Given data:
- - - - - - -

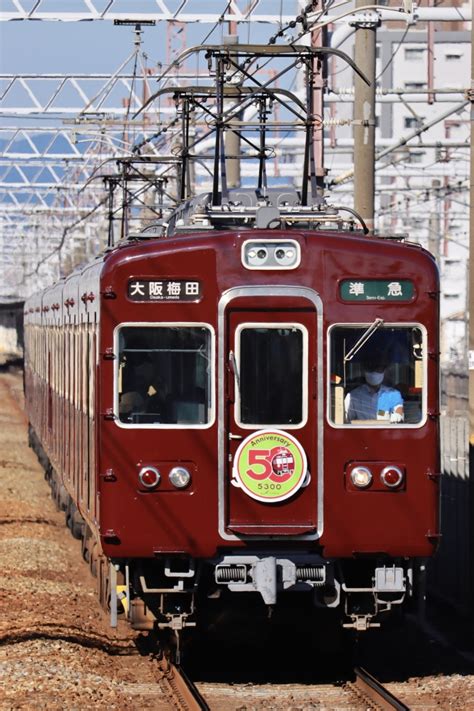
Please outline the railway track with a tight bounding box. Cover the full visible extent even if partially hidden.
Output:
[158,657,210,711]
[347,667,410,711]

- - - - - - -

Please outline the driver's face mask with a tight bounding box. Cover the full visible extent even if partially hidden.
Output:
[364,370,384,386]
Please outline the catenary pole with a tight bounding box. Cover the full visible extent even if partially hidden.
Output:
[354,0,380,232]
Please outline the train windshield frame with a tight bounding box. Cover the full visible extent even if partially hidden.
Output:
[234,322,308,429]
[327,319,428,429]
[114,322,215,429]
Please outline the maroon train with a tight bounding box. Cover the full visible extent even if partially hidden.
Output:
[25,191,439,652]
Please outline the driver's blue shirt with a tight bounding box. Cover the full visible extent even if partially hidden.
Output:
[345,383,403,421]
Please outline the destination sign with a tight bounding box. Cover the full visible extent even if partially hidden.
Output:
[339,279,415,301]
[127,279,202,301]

- - - - - - -

Exercise brief: Render the listing above as a numbered list, from the line with "Please outline the railway" up to and including the line with "[347,667,410,711]", leaving out any blank lines.

Finished task:
1. Please outline the railway track with a tight bounding box. Cover the full visible extent even if partially hidden.
2. Output:
3. [158,657,210,711]
4. [347,667,410,711]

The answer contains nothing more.